» **Goal**
Pull out every line below that contains the word "wooden", treating uppercase and lowercase as different.

» **Supplied records**

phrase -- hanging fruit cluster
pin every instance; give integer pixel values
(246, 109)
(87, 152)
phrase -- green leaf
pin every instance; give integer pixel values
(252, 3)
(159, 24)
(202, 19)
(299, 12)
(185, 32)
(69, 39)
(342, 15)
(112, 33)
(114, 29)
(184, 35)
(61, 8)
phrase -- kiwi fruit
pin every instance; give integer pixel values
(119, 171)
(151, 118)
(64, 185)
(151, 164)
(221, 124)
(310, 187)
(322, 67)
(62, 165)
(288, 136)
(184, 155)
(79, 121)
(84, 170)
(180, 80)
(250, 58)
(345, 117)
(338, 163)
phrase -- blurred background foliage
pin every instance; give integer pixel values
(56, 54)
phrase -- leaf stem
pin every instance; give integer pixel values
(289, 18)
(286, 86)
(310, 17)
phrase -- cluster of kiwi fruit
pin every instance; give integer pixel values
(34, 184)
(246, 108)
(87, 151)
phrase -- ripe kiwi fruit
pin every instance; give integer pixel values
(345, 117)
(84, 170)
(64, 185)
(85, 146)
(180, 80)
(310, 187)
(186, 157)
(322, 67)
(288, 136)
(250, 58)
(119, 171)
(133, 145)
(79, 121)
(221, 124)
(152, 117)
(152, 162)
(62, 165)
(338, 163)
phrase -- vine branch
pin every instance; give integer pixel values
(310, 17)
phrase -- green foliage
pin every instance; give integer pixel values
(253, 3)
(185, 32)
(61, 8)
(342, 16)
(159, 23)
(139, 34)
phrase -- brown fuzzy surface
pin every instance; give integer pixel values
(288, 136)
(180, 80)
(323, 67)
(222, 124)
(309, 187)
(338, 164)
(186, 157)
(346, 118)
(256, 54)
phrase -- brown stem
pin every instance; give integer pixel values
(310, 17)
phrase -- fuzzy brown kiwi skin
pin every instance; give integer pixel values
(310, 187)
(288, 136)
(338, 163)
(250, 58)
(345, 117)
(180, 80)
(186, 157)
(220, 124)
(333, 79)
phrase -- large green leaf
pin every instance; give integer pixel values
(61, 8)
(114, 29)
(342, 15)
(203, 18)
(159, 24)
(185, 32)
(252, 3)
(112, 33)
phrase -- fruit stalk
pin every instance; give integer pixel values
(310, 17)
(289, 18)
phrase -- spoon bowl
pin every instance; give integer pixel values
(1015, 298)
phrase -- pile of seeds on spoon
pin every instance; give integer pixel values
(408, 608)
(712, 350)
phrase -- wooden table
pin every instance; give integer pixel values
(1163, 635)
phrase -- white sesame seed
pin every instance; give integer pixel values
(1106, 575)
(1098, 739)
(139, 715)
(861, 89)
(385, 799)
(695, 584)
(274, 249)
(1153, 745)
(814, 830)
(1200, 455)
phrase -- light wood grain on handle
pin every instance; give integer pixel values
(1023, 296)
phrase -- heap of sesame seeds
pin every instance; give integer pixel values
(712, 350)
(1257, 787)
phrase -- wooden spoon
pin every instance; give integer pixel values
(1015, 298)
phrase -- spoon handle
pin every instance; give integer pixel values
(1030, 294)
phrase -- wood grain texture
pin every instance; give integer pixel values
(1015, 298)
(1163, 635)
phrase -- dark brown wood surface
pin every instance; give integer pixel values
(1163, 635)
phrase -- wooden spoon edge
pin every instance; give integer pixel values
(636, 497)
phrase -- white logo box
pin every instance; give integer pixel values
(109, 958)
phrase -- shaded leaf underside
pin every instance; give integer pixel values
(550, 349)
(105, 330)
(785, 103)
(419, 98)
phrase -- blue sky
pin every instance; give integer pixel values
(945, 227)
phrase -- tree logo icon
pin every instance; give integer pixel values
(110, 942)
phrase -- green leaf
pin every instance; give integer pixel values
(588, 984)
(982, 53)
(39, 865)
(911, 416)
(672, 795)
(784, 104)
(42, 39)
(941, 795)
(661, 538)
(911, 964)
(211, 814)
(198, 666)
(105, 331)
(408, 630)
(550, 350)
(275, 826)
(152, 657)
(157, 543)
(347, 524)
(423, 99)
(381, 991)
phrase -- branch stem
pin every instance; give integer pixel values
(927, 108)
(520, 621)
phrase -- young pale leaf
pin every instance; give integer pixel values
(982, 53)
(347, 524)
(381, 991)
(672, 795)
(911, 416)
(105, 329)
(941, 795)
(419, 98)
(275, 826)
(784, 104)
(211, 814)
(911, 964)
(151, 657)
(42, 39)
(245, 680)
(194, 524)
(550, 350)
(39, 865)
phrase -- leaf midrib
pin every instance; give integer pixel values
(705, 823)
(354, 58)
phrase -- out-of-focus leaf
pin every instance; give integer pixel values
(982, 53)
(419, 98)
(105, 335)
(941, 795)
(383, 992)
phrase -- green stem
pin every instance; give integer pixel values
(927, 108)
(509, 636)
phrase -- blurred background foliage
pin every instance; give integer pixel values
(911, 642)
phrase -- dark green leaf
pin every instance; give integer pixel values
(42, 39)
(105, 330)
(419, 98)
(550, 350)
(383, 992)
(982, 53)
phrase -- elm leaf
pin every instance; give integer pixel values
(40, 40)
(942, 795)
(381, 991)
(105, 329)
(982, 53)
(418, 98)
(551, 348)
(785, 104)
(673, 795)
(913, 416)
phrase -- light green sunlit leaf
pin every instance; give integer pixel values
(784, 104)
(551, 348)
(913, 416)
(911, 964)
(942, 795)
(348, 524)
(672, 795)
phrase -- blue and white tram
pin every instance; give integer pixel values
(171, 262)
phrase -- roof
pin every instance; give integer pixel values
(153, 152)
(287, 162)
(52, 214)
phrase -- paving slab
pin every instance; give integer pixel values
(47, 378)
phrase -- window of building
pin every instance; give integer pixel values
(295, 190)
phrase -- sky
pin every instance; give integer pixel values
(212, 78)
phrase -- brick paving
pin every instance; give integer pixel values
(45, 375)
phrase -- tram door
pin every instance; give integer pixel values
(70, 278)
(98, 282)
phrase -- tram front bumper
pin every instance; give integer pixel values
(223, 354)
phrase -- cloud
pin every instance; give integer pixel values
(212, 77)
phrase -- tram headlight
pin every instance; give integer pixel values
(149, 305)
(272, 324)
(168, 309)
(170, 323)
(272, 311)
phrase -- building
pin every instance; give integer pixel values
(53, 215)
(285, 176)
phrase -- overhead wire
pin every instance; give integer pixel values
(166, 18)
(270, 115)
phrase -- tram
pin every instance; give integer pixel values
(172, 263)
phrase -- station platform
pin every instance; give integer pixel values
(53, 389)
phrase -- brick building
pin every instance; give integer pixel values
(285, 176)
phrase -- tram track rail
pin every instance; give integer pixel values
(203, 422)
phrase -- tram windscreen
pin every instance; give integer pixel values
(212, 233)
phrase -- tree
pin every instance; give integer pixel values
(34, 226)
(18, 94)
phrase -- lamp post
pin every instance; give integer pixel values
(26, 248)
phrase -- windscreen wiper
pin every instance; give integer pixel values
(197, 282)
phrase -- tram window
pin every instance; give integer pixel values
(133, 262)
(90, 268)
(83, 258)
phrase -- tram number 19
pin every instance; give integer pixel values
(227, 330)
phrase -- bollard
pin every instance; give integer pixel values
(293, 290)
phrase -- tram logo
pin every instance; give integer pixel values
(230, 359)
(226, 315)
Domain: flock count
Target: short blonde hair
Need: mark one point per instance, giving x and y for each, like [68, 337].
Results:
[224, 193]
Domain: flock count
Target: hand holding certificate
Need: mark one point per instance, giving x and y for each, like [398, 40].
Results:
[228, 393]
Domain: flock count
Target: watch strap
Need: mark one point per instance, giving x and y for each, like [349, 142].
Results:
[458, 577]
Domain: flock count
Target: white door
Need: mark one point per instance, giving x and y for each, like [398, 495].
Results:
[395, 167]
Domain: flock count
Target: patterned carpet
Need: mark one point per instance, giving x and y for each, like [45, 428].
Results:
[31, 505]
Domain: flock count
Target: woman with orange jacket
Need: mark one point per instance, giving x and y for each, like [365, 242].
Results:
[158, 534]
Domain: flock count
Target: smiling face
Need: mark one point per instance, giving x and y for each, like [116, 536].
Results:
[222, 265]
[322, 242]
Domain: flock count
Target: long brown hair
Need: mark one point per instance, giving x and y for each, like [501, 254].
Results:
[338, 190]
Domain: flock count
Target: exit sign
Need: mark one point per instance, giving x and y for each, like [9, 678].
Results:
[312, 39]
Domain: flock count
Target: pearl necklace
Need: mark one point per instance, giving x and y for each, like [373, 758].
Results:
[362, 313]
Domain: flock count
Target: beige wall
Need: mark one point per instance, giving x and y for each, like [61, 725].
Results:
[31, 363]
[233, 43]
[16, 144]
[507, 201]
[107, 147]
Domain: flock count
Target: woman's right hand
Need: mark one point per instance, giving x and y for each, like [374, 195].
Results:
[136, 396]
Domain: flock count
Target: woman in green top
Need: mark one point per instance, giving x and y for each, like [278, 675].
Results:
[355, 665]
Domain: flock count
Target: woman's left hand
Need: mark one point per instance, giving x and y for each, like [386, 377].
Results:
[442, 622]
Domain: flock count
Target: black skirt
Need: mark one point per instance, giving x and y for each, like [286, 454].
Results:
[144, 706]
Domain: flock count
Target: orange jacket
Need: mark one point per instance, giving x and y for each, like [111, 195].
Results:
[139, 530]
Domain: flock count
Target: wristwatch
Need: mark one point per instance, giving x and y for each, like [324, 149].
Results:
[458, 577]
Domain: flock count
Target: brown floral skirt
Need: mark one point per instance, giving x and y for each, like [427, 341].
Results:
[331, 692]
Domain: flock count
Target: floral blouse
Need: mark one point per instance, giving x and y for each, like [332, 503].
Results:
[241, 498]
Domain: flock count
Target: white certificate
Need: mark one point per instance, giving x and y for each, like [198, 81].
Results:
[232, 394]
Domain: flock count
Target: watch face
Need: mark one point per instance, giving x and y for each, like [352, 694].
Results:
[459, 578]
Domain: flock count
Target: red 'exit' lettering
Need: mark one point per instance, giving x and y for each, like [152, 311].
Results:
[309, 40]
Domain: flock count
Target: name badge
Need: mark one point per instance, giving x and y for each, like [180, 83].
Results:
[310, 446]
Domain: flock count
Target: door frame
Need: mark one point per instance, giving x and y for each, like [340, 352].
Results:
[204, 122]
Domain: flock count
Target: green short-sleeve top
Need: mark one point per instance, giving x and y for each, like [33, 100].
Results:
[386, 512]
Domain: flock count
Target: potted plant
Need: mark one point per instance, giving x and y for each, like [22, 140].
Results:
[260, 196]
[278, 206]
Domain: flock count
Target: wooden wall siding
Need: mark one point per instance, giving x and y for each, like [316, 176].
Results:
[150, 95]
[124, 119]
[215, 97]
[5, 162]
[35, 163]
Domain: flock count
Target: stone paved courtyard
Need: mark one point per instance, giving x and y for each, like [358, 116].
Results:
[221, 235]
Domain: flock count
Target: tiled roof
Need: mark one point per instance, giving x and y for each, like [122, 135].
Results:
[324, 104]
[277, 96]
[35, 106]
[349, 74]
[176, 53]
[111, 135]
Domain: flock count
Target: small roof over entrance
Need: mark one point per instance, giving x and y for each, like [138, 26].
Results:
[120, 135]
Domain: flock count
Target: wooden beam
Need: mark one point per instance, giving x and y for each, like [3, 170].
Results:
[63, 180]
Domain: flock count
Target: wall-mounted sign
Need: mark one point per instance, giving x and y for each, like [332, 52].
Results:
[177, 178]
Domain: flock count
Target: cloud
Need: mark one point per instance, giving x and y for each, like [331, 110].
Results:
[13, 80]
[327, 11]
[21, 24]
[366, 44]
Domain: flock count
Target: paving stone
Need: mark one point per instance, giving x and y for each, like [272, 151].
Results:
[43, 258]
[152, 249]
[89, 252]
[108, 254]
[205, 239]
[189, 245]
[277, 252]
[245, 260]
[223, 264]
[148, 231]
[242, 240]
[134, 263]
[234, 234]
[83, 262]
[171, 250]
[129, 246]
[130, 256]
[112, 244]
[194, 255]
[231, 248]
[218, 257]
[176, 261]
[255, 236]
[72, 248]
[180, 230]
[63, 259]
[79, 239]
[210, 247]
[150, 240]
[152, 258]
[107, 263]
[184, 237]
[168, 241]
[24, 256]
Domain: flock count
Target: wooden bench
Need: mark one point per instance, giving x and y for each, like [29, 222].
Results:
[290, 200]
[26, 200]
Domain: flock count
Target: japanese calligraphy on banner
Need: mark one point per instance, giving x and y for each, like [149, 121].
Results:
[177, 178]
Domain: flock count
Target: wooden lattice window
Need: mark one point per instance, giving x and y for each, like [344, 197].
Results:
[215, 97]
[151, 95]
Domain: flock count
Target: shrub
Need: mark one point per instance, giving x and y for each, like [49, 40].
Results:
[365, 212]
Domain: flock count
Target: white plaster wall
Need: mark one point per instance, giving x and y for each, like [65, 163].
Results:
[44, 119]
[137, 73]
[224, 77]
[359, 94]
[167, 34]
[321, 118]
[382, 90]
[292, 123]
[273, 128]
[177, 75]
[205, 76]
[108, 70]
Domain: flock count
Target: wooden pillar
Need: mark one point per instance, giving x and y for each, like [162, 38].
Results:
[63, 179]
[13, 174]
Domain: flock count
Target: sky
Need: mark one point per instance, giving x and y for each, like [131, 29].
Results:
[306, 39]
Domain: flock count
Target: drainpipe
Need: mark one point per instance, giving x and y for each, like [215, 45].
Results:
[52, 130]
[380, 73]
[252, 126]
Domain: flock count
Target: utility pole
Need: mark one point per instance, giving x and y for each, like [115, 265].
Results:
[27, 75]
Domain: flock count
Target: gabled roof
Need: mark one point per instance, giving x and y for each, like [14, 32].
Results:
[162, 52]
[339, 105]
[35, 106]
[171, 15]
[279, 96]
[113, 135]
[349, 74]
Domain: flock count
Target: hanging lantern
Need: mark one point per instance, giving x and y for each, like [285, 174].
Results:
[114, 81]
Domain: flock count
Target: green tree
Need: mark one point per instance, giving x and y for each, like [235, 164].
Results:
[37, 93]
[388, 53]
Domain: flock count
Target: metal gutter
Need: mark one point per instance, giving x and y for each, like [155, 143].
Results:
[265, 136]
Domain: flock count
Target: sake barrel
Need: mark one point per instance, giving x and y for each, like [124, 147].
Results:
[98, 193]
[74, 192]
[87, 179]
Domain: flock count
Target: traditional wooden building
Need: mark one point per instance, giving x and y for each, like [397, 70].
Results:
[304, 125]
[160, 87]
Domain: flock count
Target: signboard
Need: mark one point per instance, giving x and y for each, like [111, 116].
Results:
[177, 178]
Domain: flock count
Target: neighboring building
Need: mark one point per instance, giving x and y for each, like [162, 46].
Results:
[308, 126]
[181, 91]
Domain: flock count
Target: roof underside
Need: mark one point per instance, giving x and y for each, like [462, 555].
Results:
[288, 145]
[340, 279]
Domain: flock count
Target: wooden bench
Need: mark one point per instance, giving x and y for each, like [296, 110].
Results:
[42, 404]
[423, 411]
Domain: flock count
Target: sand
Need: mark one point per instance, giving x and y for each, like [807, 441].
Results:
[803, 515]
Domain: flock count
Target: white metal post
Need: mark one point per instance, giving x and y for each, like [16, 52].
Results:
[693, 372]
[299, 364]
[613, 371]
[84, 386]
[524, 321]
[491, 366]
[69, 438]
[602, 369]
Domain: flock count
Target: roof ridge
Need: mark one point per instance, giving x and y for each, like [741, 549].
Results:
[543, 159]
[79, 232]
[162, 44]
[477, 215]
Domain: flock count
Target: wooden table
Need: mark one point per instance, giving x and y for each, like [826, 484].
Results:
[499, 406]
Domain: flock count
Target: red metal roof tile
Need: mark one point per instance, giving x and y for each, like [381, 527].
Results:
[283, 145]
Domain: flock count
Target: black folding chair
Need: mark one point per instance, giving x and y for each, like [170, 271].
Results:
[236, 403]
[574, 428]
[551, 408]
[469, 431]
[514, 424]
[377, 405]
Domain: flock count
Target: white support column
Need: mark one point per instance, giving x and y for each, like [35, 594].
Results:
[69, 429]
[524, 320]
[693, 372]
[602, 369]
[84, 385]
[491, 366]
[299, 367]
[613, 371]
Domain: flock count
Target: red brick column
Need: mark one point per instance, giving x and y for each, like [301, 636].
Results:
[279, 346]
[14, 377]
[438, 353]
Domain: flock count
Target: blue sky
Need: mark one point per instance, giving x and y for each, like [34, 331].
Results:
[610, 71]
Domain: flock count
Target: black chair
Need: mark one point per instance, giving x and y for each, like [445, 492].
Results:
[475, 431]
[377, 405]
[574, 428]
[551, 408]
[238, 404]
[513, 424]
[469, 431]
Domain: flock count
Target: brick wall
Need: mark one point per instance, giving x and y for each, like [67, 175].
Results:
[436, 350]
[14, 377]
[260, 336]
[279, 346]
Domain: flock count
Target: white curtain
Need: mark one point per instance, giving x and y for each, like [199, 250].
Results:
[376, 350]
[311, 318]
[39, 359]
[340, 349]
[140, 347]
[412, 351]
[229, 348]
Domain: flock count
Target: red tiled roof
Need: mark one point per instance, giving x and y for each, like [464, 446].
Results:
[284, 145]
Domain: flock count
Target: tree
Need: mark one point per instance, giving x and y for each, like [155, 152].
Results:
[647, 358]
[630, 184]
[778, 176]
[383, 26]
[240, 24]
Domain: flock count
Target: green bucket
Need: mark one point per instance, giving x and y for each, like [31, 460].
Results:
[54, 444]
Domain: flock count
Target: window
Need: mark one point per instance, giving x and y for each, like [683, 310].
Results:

» **Written solution**
phrase -- wooden table
phrase -- wooden spoon
phrase -- wooden spoon edge
Target: wooden wall siding
Target: wooden beam
Target: wooden bench
Target: wooden lattice window
Target: wooden pillar
Target: traditional wooden building
Target: wooden bench
Target: wooden table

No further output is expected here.